== Requirements ==
Locate each line in the data below that contains the word "road", treating uppercase and lowercase letters as distinct, and copy every such line.

== Point labeling examples ==
==*==

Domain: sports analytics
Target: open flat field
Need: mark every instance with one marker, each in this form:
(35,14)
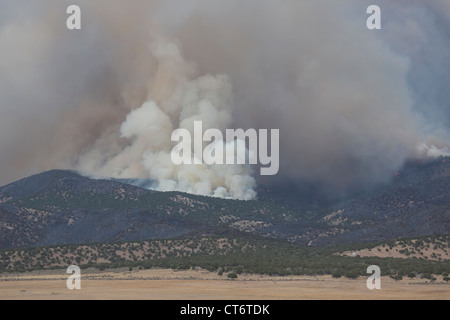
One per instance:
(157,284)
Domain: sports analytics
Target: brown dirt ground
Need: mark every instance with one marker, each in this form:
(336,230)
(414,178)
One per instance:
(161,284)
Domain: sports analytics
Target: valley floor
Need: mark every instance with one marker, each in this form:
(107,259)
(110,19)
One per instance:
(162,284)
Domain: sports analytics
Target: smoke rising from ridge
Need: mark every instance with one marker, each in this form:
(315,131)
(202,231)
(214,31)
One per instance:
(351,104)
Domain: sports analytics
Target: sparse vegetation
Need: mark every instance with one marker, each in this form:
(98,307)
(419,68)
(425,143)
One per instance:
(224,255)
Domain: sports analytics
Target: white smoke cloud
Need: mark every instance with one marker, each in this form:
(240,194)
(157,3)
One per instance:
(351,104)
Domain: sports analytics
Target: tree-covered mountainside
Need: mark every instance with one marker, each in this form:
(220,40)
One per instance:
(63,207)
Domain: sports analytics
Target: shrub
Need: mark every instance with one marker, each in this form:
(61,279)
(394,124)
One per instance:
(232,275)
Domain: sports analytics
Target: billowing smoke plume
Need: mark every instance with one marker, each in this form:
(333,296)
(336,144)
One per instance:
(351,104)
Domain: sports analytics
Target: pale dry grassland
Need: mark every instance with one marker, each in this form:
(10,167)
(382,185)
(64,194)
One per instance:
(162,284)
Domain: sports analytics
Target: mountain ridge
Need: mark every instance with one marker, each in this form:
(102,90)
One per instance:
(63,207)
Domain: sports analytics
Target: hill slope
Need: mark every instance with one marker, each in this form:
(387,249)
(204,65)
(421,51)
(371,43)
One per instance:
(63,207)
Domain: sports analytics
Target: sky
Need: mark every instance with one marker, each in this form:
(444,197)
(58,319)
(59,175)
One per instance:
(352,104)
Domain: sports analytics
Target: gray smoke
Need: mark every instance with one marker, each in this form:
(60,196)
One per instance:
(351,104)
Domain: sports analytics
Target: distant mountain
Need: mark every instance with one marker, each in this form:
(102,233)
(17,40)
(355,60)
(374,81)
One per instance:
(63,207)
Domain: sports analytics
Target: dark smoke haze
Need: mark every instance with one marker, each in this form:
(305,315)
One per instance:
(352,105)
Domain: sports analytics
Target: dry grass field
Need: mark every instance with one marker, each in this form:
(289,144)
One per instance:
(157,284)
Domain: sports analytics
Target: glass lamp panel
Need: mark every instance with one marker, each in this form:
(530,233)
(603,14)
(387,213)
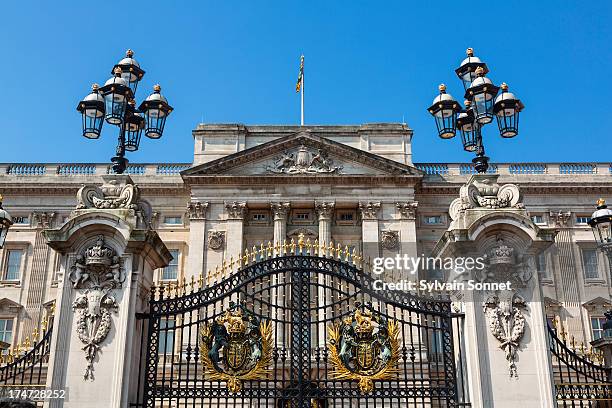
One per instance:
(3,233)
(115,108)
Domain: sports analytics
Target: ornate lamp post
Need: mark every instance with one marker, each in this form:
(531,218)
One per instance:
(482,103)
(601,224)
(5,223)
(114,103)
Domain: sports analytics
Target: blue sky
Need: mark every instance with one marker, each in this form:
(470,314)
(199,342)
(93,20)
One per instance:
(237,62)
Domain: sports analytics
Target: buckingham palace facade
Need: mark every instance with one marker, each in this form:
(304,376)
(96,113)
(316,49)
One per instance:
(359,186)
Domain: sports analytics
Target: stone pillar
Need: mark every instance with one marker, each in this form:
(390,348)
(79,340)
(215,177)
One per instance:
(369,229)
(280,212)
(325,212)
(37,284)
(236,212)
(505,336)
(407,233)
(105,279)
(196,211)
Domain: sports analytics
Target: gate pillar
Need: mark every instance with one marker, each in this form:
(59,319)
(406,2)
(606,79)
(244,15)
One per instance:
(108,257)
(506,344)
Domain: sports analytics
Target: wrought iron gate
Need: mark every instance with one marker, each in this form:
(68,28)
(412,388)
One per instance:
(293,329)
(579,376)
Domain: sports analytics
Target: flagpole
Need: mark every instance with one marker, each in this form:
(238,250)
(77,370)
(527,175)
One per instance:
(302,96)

==*==

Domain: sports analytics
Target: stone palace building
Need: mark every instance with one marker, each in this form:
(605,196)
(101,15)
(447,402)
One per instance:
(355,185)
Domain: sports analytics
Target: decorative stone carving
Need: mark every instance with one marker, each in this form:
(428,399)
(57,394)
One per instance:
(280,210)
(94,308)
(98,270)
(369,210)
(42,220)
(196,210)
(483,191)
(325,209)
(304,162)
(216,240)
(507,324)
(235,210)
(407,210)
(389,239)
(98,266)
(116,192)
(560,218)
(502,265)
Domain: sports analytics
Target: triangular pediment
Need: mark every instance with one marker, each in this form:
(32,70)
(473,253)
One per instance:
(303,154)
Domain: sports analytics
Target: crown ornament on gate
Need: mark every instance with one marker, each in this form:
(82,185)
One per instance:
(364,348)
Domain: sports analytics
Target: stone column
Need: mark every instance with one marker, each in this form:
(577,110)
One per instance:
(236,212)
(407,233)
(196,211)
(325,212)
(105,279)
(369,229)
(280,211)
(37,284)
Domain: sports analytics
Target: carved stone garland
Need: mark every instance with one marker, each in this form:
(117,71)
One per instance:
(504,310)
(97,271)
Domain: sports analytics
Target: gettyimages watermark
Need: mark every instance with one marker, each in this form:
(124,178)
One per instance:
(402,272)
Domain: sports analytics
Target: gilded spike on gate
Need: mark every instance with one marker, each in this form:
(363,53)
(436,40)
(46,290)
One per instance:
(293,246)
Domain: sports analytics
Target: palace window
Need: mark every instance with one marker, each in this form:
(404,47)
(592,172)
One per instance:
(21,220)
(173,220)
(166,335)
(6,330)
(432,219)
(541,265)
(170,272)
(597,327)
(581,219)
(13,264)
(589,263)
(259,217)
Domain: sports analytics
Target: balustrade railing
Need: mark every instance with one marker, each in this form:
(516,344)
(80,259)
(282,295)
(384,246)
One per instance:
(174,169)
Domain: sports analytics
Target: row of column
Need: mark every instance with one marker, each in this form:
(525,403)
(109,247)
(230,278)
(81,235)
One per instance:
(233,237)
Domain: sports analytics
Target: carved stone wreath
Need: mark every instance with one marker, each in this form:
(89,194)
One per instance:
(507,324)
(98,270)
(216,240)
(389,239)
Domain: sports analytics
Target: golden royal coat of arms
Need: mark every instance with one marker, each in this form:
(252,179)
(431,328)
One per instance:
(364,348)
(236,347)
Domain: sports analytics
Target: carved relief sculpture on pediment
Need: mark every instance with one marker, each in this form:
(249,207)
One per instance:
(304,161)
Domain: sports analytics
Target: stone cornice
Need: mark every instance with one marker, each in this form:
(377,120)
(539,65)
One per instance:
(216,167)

==*==

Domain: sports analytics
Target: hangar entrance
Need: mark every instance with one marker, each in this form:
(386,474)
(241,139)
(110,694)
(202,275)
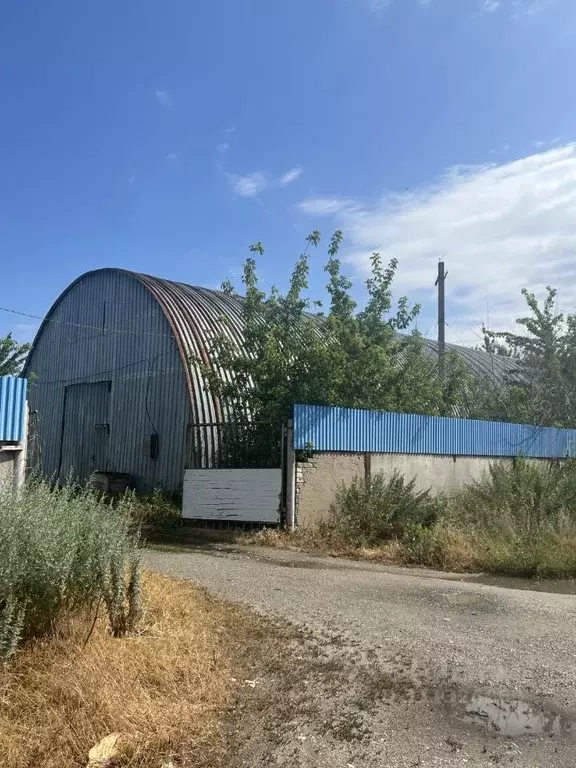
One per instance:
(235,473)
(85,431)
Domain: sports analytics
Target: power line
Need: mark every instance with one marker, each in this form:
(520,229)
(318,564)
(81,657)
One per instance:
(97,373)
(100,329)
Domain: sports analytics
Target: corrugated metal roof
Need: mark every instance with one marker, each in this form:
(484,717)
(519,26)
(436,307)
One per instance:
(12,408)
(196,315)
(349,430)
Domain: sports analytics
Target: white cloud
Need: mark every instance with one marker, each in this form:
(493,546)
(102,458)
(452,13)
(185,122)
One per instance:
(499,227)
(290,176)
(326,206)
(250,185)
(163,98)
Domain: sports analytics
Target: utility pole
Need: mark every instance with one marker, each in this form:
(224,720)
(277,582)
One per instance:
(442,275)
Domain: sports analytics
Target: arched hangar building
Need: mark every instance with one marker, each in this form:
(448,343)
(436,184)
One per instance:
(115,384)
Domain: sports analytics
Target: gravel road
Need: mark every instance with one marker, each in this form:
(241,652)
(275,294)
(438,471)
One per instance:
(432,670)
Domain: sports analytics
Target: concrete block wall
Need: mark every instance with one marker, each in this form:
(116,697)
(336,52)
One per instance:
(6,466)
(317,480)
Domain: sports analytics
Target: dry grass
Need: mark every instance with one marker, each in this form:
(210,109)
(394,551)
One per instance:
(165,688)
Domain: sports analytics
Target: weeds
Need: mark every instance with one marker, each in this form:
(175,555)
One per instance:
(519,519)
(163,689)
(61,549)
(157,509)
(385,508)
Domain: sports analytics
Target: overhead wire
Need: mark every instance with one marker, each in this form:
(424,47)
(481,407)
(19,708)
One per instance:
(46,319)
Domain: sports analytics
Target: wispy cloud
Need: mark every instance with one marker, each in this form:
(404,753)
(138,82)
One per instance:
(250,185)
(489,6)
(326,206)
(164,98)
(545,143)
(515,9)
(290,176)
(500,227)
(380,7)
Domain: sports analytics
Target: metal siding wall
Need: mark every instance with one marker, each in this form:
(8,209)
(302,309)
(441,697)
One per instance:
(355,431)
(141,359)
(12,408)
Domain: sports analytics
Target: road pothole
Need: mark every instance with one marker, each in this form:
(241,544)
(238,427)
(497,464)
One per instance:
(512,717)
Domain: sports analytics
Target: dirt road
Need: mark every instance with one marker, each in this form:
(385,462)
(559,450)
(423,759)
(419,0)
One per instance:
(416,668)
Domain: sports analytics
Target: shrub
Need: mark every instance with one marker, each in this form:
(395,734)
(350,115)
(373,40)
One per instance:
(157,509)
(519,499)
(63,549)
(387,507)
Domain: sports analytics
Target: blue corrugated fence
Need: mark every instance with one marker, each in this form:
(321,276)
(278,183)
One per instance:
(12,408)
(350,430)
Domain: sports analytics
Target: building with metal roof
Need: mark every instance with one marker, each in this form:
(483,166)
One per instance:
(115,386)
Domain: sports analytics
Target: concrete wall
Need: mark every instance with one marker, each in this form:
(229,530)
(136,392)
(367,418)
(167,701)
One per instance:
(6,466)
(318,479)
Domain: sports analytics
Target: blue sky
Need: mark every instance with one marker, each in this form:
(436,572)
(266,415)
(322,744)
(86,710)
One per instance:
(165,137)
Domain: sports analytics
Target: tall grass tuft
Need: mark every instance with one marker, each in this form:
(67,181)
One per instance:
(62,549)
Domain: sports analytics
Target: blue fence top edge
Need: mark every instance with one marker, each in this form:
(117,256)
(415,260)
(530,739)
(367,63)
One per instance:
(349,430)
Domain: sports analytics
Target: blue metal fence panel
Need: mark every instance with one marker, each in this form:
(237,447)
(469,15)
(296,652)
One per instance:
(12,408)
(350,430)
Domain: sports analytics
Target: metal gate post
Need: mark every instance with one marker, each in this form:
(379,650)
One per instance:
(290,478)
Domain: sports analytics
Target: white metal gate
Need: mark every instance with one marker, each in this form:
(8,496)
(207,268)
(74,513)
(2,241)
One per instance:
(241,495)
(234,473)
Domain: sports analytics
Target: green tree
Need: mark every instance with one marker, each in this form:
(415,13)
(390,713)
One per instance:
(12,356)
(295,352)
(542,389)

==*==

== Result below ==
Target: gravel road
Target: road pothole
Target: dirt road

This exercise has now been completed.